Task objective ▸
Reproduce the items below without any changes, beginning at the line that contains "Could you put a marker on the white wall" and continuing through the last line of the items.

* Begin Supplied material *

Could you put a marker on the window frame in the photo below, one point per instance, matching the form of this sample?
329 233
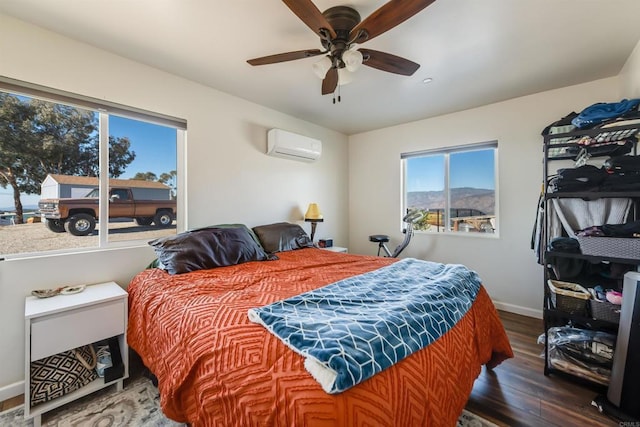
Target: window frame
104 109
447 152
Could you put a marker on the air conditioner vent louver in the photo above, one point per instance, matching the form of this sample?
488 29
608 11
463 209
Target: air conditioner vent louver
289 145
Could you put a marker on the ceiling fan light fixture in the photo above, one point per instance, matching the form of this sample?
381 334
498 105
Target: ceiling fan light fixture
321 67
344 76
352 59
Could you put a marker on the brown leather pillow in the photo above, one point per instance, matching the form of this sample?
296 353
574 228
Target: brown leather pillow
282 236
207 248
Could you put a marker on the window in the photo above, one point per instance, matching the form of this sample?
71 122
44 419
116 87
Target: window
454 188
67 162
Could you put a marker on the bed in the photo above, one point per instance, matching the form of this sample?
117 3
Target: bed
216 367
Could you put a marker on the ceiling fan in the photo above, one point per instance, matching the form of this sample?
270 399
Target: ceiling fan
341 30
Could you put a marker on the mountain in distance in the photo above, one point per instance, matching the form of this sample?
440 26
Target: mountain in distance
479 199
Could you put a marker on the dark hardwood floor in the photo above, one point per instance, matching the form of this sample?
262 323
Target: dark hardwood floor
517 393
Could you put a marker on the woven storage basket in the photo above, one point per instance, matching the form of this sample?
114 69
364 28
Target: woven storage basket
604 310
568 297
611 247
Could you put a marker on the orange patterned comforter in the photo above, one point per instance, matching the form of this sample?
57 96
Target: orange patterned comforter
216 368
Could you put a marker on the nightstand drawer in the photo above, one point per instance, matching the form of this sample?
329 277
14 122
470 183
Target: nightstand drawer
74 328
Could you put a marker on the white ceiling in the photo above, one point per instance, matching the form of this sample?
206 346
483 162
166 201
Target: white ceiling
476 51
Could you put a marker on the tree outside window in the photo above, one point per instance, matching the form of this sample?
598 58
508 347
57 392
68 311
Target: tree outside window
455 188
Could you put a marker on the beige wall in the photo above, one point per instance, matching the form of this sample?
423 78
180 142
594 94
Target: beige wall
506 264
229 178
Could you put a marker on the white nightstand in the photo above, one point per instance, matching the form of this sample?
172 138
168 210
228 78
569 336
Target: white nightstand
65 322
336 249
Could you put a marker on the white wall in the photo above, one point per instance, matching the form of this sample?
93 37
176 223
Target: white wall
506 264
229 178
630 75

* End Supplied material *

Solved exercise ▸
Could you put a marker on the white wall in the photo above, one point per instance, matching the form of this sample?
93 37
176 223
Target: white wall
506 264
229 178
630 75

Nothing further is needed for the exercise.